## Task to complete
Drop the pictures; give again exactly the lines from the one holding "Note to the class: identify the dirt" through the end of the data.

[Stored data entries]

________________

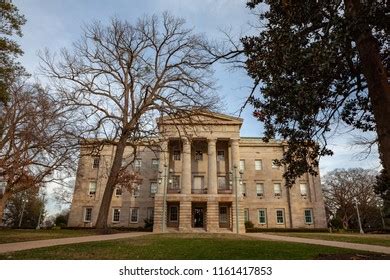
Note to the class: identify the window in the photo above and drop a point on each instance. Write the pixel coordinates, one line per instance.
(277, 189)
(116, 215)
(220, 155)
(198, 155)
(242, 165)
(223, 216)
(133, 215)
(303, 188)
(280, 216)
(175, 182)
(95, 162)
(136, 190)
(262, 216)
(173, 214)
(118, 191)
(258, 164)
(88, 214)
(153, 188)
(308, 216)
(92, 187)
(246, 215)
(259, 189)
(137, 164)
(221, 182)
(275, 164)
(150, 214)
(176, 155)
(155, 163)
(243, 188)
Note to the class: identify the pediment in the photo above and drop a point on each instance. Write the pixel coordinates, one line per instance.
(201, 118)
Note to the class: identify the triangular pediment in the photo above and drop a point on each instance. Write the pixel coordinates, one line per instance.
(201, 118)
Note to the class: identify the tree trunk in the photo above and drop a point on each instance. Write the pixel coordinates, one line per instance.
(101, 222)
(378, 86)
(3, 202)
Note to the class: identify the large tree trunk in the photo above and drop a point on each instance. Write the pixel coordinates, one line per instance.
(101, 222)
(3, 202)
(377, 81)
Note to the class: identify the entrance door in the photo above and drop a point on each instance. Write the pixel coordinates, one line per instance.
(198, 216)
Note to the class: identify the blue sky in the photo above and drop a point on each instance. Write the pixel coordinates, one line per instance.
(54, 24)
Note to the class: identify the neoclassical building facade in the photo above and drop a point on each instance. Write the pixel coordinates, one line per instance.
(204, 177)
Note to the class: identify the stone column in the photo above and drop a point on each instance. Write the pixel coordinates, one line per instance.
(212, 185)
(186, 168)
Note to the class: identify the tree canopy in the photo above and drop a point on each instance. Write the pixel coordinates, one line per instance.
(10, 24)
(316, 63)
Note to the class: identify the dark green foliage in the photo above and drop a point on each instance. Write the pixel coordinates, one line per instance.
(10, 24)
(307, 67)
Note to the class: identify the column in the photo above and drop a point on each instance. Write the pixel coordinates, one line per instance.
(163, 166)
(186, 168)
(212, 187)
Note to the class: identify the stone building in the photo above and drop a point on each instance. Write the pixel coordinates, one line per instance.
(209, 177)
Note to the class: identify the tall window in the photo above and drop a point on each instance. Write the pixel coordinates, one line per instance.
(304, 189)
(95, 162)
(198, 155)
(246, 215)
(223, 215)
(155, 163)
(116, 215)
(258, 164)
(150, 214)
(220, 155)
(308, 216)
(259, 189)
(136, 190)
(92, 187)
(221, 182)
(88, 214)
(242, 165)
(243, 188)
(173, 213)
(153, 188)
(138, 164)
(280, 216)
(278, 189)
(118, 191)
(176, 155)
(175, 185)
(133, 215)
(262, 216)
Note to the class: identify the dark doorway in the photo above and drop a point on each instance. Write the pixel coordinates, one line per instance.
(198, 216)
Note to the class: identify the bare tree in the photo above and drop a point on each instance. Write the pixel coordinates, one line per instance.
(341, 187)
(120, 77)
(33, 143)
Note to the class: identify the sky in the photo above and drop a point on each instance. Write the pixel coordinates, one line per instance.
(54, 24)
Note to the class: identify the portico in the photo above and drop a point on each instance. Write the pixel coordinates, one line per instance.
(198, 176)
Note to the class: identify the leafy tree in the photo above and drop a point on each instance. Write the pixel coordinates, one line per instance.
(118, 78)
(30, 203)
(341, 187)
(317, 63)
(10, 24)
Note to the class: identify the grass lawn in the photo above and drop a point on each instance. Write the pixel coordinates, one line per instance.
(183, 246)
(20, 235)
(371, 239)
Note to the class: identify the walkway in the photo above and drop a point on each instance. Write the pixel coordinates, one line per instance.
(347, 245)
(19, 246)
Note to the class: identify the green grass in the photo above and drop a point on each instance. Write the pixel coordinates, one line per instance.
(371, 239)
(181, 246)
(20, 235)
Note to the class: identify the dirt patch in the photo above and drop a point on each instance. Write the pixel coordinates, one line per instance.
(353, 257)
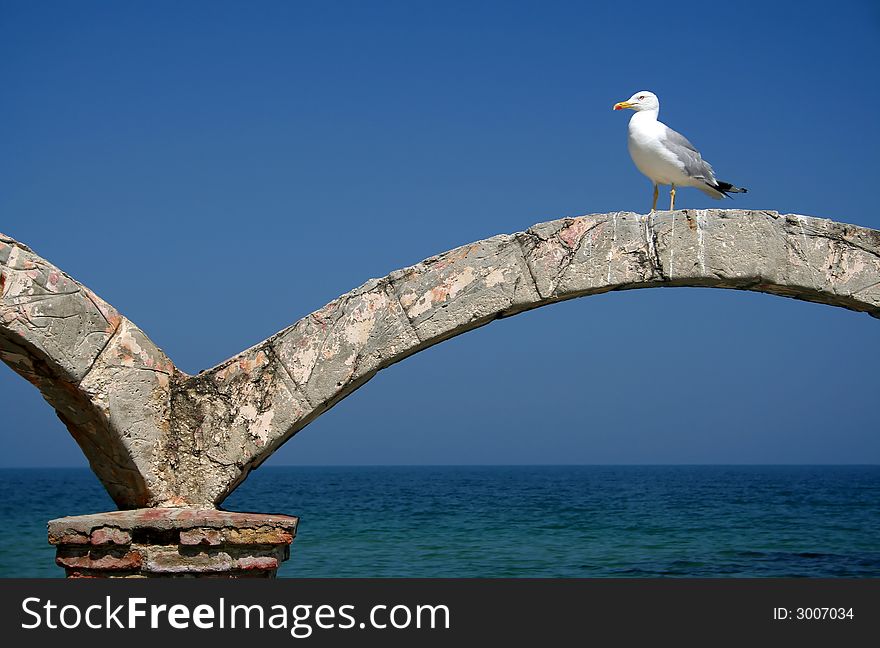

________________

## Task output
Note to the class: identify the dirt patch in the photo above and drop a point on each instance. Write the pixel coordinates, one line per instance.
(353, 257)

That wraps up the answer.